TO BE DONE:
1. Answer these questions from the article about Temple's Los Angeles Study Away Program.
(a) At which company does Sarah Roethke intern?
(b) For which network have students handled social-media management?
(c) Name three items the Foley stage is said to hold.
2. Please pick out every line in the rows that contains the string "collar". Case counts.

TEXT EXTRACT:
start

Mentored by Temple alumni, students head west for an insider’s view of the entertainment industry.
Story by Renee Cree, SMC ’12
Photography by Kim Burgaard
“Hey Sarah, how is it being a big‐time dialogue editor in Hollywood?”
“It’s riveting,” replies Sarah Roethke, Class of 2014, as she stretches and laughs.
She’s been staring at a computer screen for the past few hours, cutting the dialogue of a previously aired episode of a popular cable show. The screen is full of colored blocks and lines, and Roethke, wearing thick noise‐canceling headphones, deftly moves the blocks around with a mouse to perfect the sound.
Roethke hones her sound‐editing skills as an intern with Smart Post Sound in Hollywood, Calif., which works on television shows such as Sons of Anarchy and Modern Family. It is an opportunity that only presents itself in the entertainment capital of the world, and Roethke and several of her classmates are there as part of the Division of Theater, Film and Media Arts’ Los Angeles Study Away Program.
Through it, Temple students are able to learn the business behind show business. While some students have interned at places such as Nickelodeon, NBCUniversal and Disney‐ABC Television Group, others have pursued journalism at Variety and Backstage West, public relations at Jennifer Lopez Enterprises and social‐media management for MTV’s LOGO television network.
“I love this internship so much; I’m learning a lot,” says Roethke, who through her placement at Smart Post, also was given access to normally restricted areas like a Foley stage (a room filled with everything from high‐heeled shoes to revolvers to old film reels, all used to create the sounds we hear on television and in film). “This is much more than just doing office work,” she says. “I’m learning things every sound editor needs to know.”

end

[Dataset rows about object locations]
start

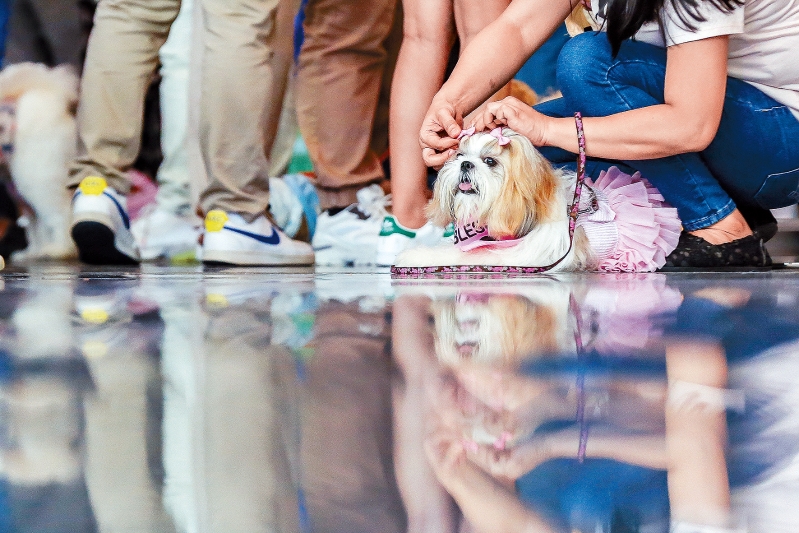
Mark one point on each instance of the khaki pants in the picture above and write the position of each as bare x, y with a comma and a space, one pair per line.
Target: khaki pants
343, 82
237, 83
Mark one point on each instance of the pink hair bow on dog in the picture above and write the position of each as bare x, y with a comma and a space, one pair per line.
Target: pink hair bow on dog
466, 133
497, 132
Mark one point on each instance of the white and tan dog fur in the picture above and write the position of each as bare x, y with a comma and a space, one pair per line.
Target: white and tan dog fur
39, 126
513, 191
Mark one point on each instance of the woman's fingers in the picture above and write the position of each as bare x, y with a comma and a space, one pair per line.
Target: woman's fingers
435, 159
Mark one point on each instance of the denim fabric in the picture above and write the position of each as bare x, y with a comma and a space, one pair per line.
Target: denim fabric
754, 158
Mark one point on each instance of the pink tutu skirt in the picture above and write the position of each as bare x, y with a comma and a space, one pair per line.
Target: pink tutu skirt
646, 227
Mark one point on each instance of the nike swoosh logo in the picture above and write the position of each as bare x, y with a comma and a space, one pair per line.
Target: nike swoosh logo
271, 239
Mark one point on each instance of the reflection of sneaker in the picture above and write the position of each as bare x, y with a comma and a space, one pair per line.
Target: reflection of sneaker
230, 239
162, 233
350, 236
394, 238
101, 226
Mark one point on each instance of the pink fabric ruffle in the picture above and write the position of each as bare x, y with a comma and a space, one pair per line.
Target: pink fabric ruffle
647, 226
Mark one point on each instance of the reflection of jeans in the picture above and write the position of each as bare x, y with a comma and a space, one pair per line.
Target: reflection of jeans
754, 158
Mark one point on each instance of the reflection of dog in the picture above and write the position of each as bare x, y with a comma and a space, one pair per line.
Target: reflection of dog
510, 208
37, 128
502, 329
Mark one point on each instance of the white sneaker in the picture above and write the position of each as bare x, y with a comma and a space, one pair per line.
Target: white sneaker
349, 238
395, 238
231, 240
162, 233
101, 226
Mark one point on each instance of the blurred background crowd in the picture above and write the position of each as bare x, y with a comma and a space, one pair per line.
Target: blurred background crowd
265, 111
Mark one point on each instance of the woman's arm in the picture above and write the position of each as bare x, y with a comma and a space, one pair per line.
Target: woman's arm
488, 63
696, 78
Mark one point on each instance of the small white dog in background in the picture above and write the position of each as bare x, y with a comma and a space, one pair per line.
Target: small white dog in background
39, 137
510, 208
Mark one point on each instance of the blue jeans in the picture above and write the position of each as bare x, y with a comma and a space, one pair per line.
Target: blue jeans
753, 160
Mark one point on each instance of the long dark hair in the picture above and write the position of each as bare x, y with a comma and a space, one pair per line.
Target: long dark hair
625, 17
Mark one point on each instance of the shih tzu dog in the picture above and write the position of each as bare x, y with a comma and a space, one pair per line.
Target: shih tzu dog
510, 208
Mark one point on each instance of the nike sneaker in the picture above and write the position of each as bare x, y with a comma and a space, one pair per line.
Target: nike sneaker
229, 239
101, 225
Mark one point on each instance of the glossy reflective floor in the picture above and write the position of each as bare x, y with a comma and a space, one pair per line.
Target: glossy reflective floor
246, 400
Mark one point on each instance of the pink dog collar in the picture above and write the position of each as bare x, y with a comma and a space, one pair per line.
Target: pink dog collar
470, 236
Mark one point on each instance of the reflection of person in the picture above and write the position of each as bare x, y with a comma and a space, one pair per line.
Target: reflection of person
648, 448
710, 119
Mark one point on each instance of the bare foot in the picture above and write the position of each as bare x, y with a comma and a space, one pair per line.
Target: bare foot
730, 228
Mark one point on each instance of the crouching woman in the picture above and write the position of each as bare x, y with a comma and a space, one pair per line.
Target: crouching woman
700, 96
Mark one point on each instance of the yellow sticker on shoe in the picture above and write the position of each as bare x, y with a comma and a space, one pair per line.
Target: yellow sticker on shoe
215, 220
93, 185
94, 316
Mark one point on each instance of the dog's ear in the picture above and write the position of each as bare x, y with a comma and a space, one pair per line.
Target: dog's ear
440, 210
529, 194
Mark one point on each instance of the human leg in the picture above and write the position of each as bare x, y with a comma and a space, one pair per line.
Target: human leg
635, 79
428, 36
169, 228
344, 55
121, 58
345, 67
427, 39
238, 82
598, 85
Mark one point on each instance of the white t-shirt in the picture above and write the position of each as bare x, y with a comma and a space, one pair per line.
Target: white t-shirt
764, 41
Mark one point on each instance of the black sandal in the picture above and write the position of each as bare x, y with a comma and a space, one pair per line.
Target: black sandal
695, 253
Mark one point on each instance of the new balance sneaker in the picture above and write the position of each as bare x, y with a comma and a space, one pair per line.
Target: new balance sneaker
231, 240
101, 226
162, 233
395, 238
349, 238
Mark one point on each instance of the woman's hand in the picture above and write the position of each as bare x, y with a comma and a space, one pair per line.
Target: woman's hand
439, 134
516, 115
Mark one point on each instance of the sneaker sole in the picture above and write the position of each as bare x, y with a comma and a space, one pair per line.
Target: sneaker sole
334, 257
96, 245
220, 257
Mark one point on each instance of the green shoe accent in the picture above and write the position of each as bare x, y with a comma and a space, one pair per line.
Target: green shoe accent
391, 226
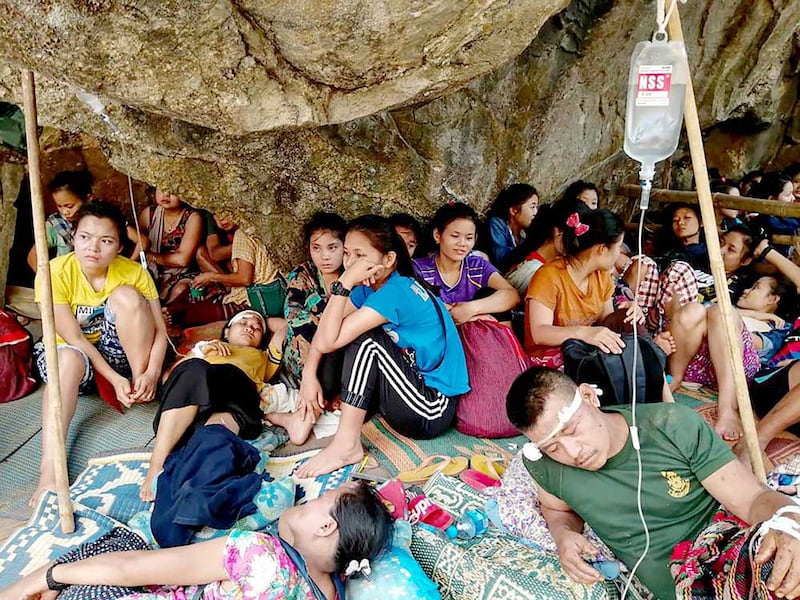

end

THE ANSWERS:
1.
(a) Smart Post Sound
(b) MTV's LOGO television network
(c) High-heeled shoes, revolvers and old film reels

2.
Mark one point on each instance of the pink dog collar in the picture above and write the position of each as bare x, y with a comma and a space, one pair per line.
Target: pink dog collar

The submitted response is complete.